## Task
From the line that has "224), one per line." down to the last line of the data below, set down every line exactly, but none of the pictures.

[Referring expression pointing data]
---+---

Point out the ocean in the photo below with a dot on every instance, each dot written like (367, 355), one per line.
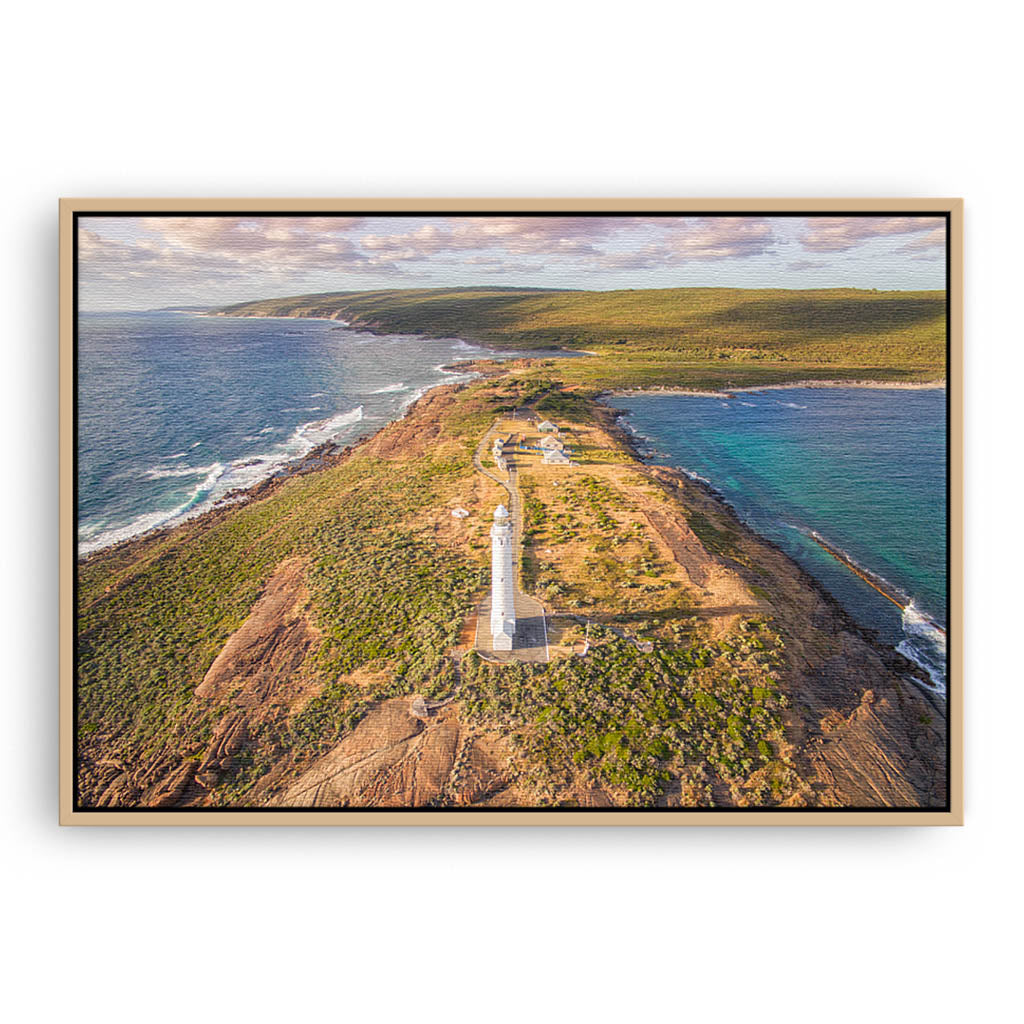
(176, 410)
(864, 469)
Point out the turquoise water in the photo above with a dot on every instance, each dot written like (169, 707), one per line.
(863, 468)
(176, 410)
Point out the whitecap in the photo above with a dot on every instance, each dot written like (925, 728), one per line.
(94, 540)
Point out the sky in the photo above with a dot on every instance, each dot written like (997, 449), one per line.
(150, 262)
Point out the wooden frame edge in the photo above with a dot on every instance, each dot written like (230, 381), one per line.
(69, 207)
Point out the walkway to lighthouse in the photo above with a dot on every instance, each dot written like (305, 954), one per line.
(530, 641)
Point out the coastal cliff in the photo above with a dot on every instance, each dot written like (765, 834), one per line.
(311, 644)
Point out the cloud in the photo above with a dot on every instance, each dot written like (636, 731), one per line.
(830, 235)
(926, 244)
(289, 242)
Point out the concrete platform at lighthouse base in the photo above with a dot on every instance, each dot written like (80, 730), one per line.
(530, 641)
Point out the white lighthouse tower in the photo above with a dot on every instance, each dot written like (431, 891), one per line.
(502, 582)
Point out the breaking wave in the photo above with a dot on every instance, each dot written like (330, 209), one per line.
(925, 644)
(218, 480)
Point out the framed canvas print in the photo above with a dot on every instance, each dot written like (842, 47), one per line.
(511, 511)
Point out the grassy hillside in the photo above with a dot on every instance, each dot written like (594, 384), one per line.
(685, 336)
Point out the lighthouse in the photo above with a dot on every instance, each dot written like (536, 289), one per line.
(502, 582)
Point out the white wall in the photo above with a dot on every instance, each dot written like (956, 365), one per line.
(546, 99)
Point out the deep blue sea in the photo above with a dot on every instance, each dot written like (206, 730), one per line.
(863, 468)
(176, 410)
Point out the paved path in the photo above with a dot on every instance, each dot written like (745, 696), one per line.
(530, 640)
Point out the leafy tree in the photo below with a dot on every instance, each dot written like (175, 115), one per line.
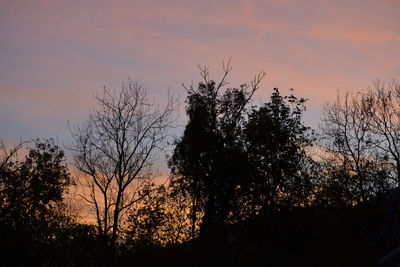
(32, 210)
(208, 161)
(276, 144)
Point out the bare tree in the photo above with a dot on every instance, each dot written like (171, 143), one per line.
(348, 145)
(384, 109)
(115, 149)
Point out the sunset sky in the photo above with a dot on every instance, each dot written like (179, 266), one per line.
(55, 55)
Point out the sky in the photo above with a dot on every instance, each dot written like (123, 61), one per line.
(55, 55)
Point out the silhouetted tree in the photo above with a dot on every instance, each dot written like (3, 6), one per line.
(276, 144)
(355, 167)
(114, 151)
(208, 161)
(32, 213)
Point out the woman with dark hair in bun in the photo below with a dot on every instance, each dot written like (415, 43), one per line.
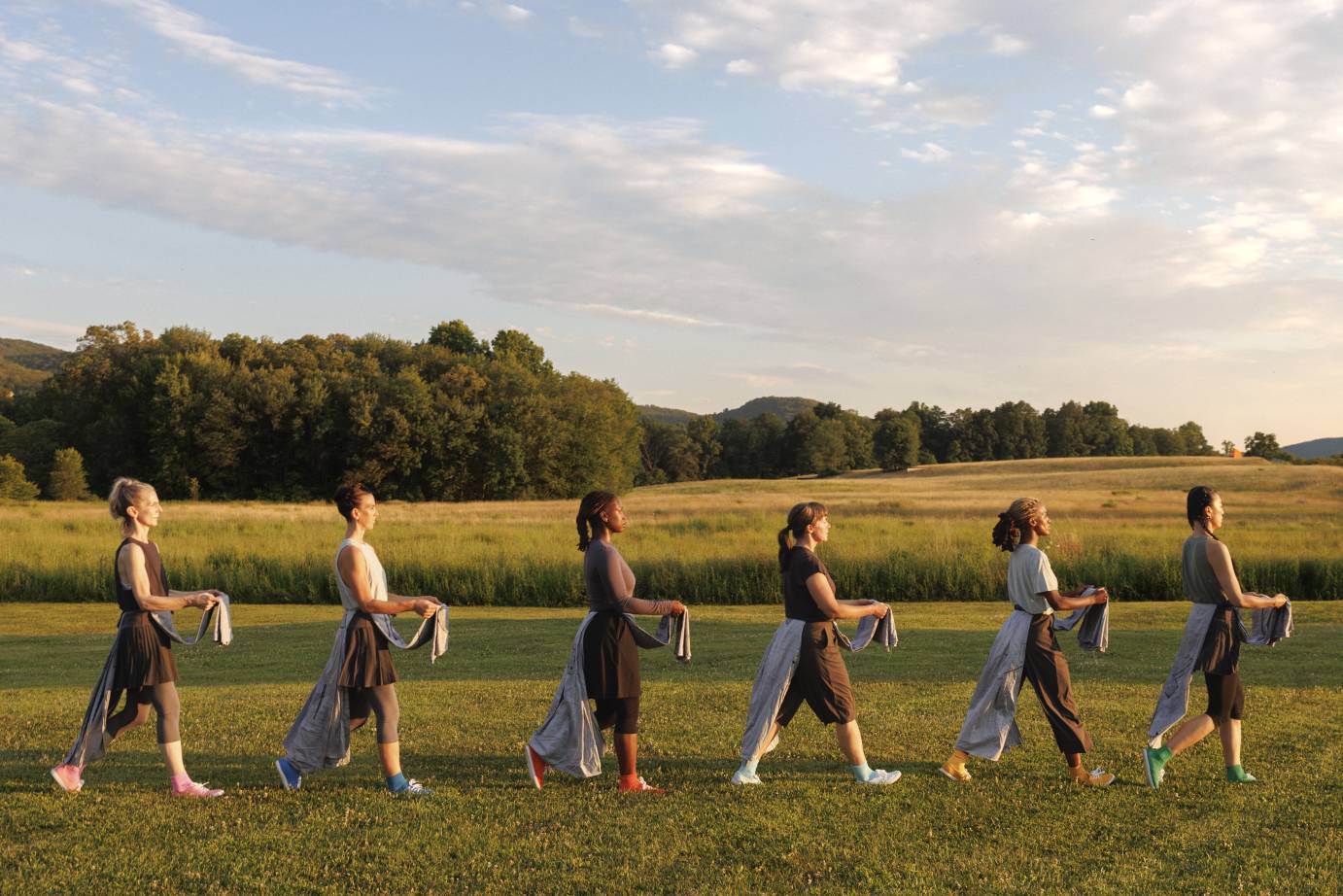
(1026, 645)
(802, 663)
(1215, 632)
(610, 657)
(359, 677)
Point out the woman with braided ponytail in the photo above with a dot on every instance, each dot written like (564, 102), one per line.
(1026, 645)
(610, 657)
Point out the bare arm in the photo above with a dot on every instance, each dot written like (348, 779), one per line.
(130, 568)
(354, 571)
(818, 586)
(1075, 600)
(1221, 562)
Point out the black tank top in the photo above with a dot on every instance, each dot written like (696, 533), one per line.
(154, 568)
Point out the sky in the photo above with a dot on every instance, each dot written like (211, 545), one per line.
(872, 202)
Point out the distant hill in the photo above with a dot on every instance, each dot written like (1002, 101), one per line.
(1315, 448)
(665, 414)
(784, 407)
(24, 365)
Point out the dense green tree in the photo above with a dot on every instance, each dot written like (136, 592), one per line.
(895, 441)
(67, 480)
(14, 484)
(1265, 445)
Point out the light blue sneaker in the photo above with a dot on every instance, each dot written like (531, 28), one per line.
(412, 789)
(288, 774)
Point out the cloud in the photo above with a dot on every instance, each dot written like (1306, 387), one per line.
(927, 154)
(1006, 45)
(673, 55)
(190, 35)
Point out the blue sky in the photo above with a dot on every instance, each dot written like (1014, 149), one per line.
(956, 202)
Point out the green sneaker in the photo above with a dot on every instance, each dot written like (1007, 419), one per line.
(1155, 765)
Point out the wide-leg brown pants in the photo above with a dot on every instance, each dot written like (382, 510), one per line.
(1047, 670)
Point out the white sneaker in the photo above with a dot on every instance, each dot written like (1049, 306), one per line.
(741, 776)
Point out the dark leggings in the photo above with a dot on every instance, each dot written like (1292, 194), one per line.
(622, 712)
(162, 699)
(382, 700)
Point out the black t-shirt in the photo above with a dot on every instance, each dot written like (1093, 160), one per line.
(798, 602)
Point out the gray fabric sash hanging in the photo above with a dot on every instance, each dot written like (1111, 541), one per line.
(780, 661)
(320, 735)
(990, 727)
(569, 738)
(1266, 628)
(90, 743)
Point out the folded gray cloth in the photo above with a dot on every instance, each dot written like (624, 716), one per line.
(1268, 628)
(780, 660)
(990, 724)
(569, 738)
(320, 735)
(90, 741)
(1092, 625)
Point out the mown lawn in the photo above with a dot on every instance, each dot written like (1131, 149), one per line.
(1018, 828)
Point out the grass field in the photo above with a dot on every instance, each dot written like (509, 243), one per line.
(1016, 828)
(913, 536)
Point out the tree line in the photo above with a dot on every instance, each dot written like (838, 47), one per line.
(832, 439)
(461, 418)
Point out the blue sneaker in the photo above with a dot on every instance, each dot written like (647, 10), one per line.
(288, 774)
(1155, 766)
(412, 789)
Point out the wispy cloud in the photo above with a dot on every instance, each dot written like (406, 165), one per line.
(192, 35)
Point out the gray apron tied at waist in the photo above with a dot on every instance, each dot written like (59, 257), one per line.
(990, 727)
(90, 743)
(780, 661)
(569, 738)
(1266, 628)
(320, 735)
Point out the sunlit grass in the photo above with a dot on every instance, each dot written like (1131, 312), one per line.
(913, 536)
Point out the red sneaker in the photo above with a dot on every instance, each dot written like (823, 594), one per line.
(69, 778)
(636, 784)
(534, 766)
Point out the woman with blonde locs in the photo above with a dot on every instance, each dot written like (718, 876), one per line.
(1210, 578)
(144, 663)
(819, 678)
(1026, 643)
(610, 653)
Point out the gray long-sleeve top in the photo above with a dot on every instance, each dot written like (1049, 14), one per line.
(610, 583)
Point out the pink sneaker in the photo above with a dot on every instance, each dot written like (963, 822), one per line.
(196, 791)
(69, 778)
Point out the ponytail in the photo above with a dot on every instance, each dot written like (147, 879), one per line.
(1012, 522)
(590, 512)
(1198, 500)
(799, 517)
(122, 496)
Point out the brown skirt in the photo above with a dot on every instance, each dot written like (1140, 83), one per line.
(1221, 652)
(368, 660)
(144, 656)
(610, 657)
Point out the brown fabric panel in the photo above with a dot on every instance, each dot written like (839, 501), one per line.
(1225, 698)
(1047, 670)
(368, 660)
(821, 680)
(610, 657)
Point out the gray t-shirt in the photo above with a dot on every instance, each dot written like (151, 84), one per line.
(1029, 573)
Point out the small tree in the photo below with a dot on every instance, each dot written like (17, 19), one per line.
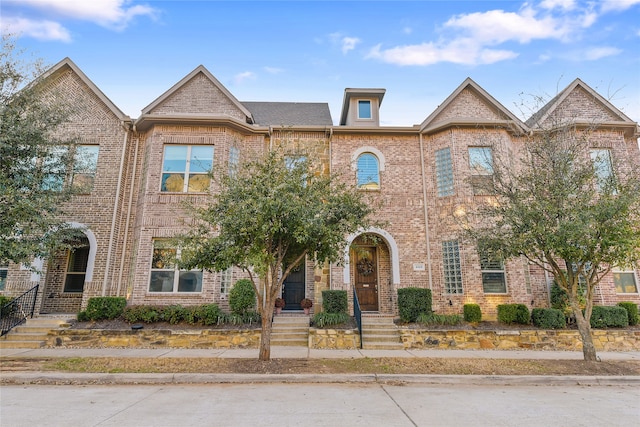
(34, 160)
(267, 218)
(554, 206)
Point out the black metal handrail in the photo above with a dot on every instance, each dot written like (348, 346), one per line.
(16, 311)
(357, 313)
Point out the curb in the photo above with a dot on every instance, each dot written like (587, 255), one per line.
(39, 378)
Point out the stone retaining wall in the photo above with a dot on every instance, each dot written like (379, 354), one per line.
(527, 339)
(335, 339)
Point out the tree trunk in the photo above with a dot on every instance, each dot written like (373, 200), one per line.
(584, 328)
(265, 335)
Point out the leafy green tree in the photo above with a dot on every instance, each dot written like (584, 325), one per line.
(267, 218)
(557, 208)
(35, 159)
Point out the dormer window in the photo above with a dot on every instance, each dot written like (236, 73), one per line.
(364, 109)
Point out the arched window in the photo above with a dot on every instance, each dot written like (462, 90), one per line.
(368, 172)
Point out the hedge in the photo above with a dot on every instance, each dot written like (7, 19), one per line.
(513, 313)
(548, 318)
(609, 317)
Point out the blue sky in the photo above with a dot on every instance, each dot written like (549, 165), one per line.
(310, 51)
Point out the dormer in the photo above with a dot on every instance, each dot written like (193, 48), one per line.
(361, 107)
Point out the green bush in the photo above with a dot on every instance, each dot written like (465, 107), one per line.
(439, 319)
(609, 317)
(413, 302)
(174, 314)
(324, 319)
(100, 308)
(335, 301)
(242, 297)
(513, 313)
(472, 313)
(142, 313)
(632, 311)
(548, 318)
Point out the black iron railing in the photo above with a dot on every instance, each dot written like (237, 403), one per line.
(16, 311)
(357, 313)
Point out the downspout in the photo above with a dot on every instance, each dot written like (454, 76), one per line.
(115, 210)
(130, 203)
(426, 215)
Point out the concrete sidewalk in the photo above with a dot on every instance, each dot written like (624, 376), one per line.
(278, 352)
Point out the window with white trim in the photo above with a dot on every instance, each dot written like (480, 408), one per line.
(368, 172)
(4, 270)
(226, 280)
(493, 273)
(481, 165)
(84, 167)
(625, 281)
(165, 274)
(364, 109)
(444, 172)
(186, 168)
(451, 267)
(601, 159)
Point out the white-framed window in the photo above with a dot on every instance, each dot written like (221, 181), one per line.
(4, 271)
(165, 274)
(625, 281)
(226, 280)
(364, 109)
(601, 159)
(481, 165)
(493, 274)
(234, 160)
(368, 172)
(451, 267)
(444, 172)
(186, 168)
(84, 167)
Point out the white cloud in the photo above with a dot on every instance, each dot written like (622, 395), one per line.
(601, 52)
(114, 14)
(244, 76)
(618, 5)
(462, 51)
(41, 30)
(560, 4)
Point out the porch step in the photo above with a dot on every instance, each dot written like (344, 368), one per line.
(379, 332)
(290, 330)
(33, 333)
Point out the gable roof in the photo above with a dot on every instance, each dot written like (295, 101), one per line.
(176, 87)
(67, 63)
(552, 106)
(504, 116)
(290, 113)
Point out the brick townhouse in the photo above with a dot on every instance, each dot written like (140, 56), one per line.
(422, 176)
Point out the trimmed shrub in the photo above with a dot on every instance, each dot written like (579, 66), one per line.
(472, 313)
(632, 311)
(439, 319)
(335, 301)
(242, 297)
(609, 317)
(413, 302)
(513, 313)
(100, 308)
(548, 318)
(324, 319)
(142, 313)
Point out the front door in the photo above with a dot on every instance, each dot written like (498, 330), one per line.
(366, 278)
(293, 288)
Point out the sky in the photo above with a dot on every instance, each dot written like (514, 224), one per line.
(310, 51)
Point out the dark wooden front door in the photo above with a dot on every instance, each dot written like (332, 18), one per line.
(366, 278)
(293, 288)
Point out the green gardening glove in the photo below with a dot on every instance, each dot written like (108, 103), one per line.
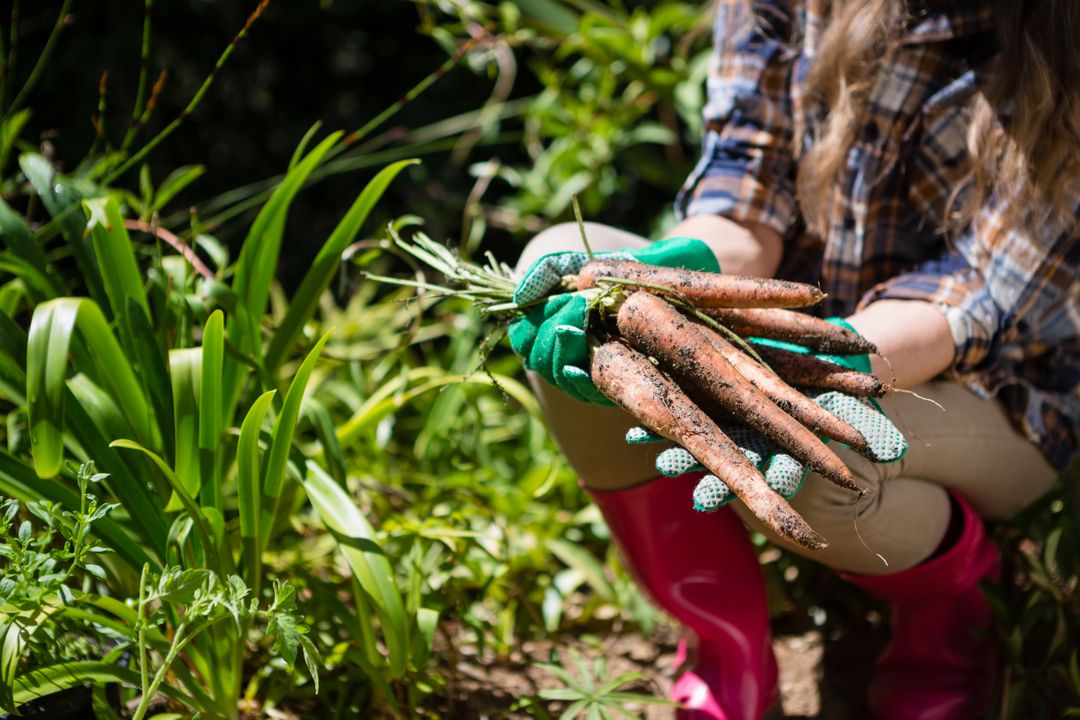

---+---

## Task response
Point out the sky in the photo above with a dot on every instance, each dot written like (514, 224), one per line.
(310, 51)
Point out the dark wooden front door in the photo above with a dot on every instance, each dot written like (332, 18), one per line.
(366, 278)
(293, 288)
Point out the green gardening glove in the photo below with a dot on every instance, each dot written like (108, 103), one per line.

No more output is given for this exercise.